RECORDS FOR THE EXERCISE:
■ ■ ■ ■

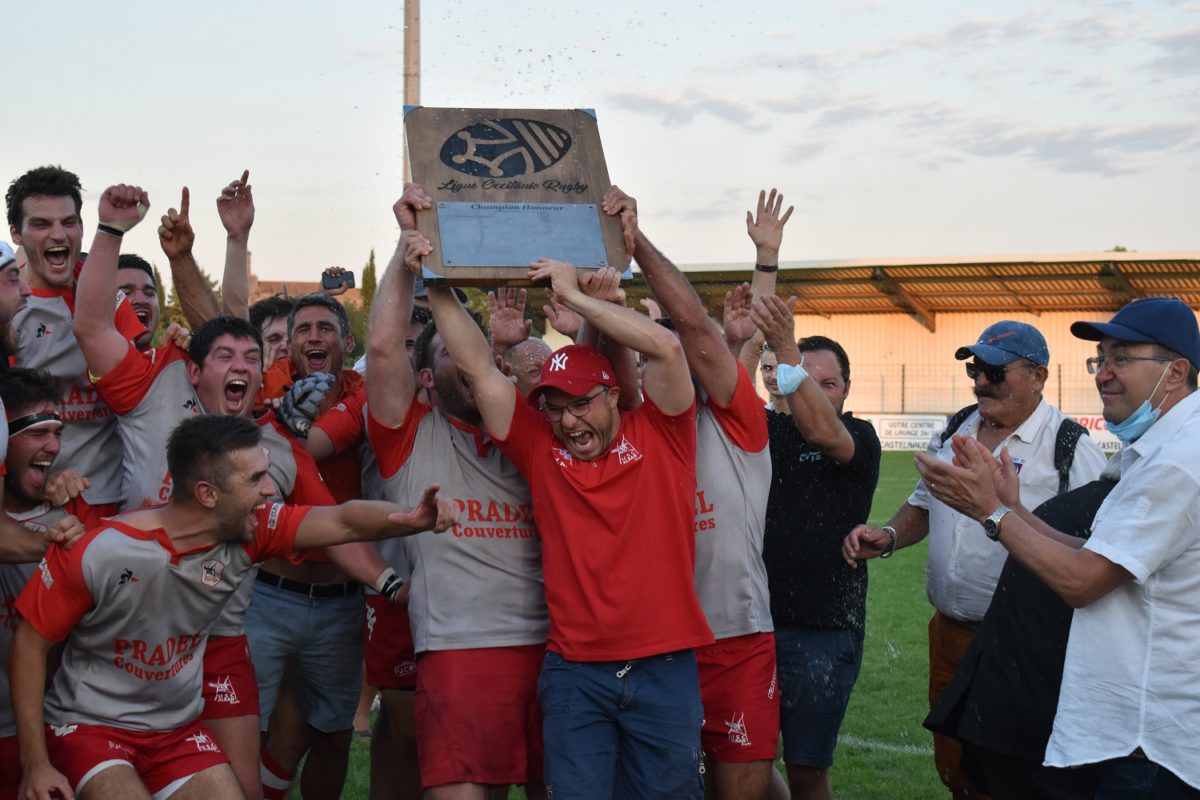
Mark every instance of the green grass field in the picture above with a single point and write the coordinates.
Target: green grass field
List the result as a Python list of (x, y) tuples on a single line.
[(885, 753)]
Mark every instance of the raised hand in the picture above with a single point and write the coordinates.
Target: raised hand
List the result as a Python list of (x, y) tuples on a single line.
[(431, 513), (603, 284), (334, 272), (413, 199), (507, 312), (66, 531), (123, 206), (175, 234), (739, 325), (615, 203), (417, 247), (766, 227), (562, 276), (561, 318), (235, 206), (774, 318)]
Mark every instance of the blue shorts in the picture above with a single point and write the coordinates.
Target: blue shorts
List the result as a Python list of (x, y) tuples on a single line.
[(616, 728), (816, 671), (323, 638)]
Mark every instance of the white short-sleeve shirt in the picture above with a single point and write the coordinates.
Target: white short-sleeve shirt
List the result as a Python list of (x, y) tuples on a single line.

■ ■ ■ ■

THE PROBLEM:
Could you turn all of the material above into a numbered list with one line per item, skipping any blank lines and leaving out the pictures?

FULL OUTPUT:
1. Mark every instance of the green grass field in the picture above with a single point and write the coordinates.
2. Target: green grass field
3. List the result as a Python list of (x, y) tuples on a single line.
4. [(885, 753)]
5. Mark every instance of the raised hand in the picture above with a single point and write the coordinates.
6. Target: raised hand
7. List the result as a Python list of (x, y) tuples on a single line.
8. [(431, 513), (603, 284), (334, 272), (413, 199), (507, 312), (66, 531), (123, 206), (175, 234), (739, 325), (615, 203), (417, 247), (766, 227), (562, 276), (561, 318), (235, 206), (774, 318)]
9. Mark every instance of the blue shorts in the picture above with a single point and write the coordinates.
10. Target: blue shorts
11. List the result as a Python list of (x, y) tuples on a single line.
12. [(616, 728), (816, 671), (323, 638)]
13. Mark every instance of the white short-sleeve shirt in the picture above with a single point and write the coordinates.
14. Target: white short-sleeve shirt
15. List the result as a Python list of (x, y) tuples on a single line.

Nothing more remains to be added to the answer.